··· ARTICLE
/msr18-docker-dataset

Structured Information on State and Evolution of Dockerfiles - Online Appendix

Primary LanguageJavaApache License 2.0Apache-2.0

Structured Information on State and Evolution of Dockerfiles - Online Appendix

This is the online appendix of our paper accepted at the Data Showcase track at MSR 2018. It provides additional information to our dataset, how to build and run our toolchain to collect the data, and a link to our database dump.

Table of Contents

  1. Database Dump
  2. Entity Relationship Diagram
  3. Tables
  4. Example Queries
  5. Run Instructions
  6. Build Instructions

Database Dump

A compressed database dump (~1.5 GB) is available here. Use gunzip -c msr18_docker_dataset.sql.gz | psql dbname to decompress and import into a database named dbname.
Note: the database requires ~25 GB of storage.

Entity Relationship Diagram

Here you find a simplified entity relationship diagram of our data model. Due to space reasons and to foster readability we omitted some links to single instruction and multiple instructions tables. As the name implies, a single Snapshot can have a single link to a single-instruction table (e.g., Entrypoint, CMD). In addition, all links to a multiple-instruction table are of the form one to many, (i.e., a Snapshot can have multiple RUN instructions).

erd.png

Tables

In the following you will find descriptions of tables, for a comprehensive overview we refer to the attached ERD and a SQL schema (file schema.sql).

Project

Each Git Repository is modelled as a Project and includes meta information about the project (number of followers, forks etc.)

Dockerfile

A Project includes one or more Dockerfiles. A Dockerfile is a text document that contains all the commands a user could execute on the command line to assemble an image.

Snapshot

A Snapshot represents a state of a Dockerfile at a certain time, i.e., if a Dockerfile has been changed 8 times, then there will be 8 snapshots. Basically, a Snapshot can be seen as a "Commit".

Diff

Each Snapshot has two Diffs. The first Diff connects the old Snapshot with the current one, and the second one connects the current one with the new one. Basically, a Diff is the "Transition" of one Snapshot to a newer one. A Diff contains one or more Diff_Types.
······
··· STORED ROWS
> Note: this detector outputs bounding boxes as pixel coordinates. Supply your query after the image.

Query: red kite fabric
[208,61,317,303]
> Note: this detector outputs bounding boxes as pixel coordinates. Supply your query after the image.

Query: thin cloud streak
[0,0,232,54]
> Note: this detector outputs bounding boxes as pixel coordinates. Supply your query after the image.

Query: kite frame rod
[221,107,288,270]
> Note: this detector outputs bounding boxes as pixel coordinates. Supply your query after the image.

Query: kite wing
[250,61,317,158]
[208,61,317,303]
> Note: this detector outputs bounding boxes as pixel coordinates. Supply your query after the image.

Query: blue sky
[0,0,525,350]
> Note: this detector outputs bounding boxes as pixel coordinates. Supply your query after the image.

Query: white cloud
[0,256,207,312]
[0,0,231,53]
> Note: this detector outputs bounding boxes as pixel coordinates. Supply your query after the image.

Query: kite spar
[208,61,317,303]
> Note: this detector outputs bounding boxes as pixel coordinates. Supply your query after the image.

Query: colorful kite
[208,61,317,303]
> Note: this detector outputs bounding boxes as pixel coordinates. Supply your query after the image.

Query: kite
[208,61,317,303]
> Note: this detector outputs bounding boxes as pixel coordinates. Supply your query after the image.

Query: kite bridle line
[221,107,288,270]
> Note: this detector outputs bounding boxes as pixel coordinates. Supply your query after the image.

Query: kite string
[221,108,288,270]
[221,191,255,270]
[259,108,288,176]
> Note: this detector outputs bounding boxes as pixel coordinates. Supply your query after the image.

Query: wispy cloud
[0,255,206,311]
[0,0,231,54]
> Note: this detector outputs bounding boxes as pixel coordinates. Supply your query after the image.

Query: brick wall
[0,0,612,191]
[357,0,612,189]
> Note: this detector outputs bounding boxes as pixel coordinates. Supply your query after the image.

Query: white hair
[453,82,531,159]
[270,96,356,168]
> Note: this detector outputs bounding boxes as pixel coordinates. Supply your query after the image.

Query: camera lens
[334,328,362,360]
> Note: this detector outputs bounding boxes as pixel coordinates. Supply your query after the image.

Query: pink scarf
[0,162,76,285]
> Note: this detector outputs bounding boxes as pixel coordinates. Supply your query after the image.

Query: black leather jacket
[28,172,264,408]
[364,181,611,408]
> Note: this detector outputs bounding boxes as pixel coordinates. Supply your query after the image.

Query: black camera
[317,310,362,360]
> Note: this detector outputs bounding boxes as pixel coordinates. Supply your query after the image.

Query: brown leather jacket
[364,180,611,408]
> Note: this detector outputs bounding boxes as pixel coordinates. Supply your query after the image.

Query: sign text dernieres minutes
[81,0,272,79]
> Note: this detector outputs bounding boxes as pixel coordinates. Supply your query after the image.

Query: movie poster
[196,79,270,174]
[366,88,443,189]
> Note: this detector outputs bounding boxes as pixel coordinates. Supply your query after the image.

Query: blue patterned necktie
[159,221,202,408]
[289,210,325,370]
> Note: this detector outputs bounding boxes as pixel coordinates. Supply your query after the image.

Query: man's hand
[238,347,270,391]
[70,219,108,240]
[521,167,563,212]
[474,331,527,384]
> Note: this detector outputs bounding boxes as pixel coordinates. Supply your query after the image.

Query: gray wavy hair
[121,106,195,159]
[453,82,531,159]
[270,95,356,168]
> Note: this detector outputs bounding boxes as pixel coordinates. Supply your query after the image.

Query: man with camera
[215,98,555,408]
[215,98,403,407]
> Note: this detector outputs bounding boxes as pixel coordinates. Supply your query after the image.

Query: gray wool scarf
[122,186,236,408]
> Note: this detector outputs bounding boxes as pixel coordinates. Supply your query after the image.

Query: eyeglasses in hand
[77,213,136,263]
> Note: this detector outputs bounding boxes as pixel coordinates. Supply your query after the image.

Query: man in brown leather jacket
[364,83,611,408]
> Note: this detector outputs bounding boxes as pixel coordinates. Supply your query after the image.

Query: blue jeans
······
*WORK TO DO:*
1 > Reproduce verbatim the passage of the Dockerfile dataset appendix that opens with the words containing "Here you find" and closes with "followers, forks etc.)".
2 > List every line of the records that contains the word "hand", copying each one verbatim.

*TASK ANSWERS:*
1 >
Here you find a simplified entity relationship diagram of our data model. Due to space reasons and to foster readability we omitted some links to single instruction and multiple instructions tables. As the name implies, a single Snapshot can have a single link to a single-instruction table (e.g., Entrypoint, CMD). In addition, all links to a multiple-instruction table are of the form one to many, (i.e., a Snapshot can have multiple RUN instructions).

erd.png

Tables

In the following you will find descriptions of tables, for a comprehensive overview we refer to the attached ERD and a SQL schema (file schema.sql).

Project

Each Git Repository is modelled as a Project and includes meta information about the project (number of followers, forks etc.)

2 >
Query: man's hand
Query: eyeglasses in hand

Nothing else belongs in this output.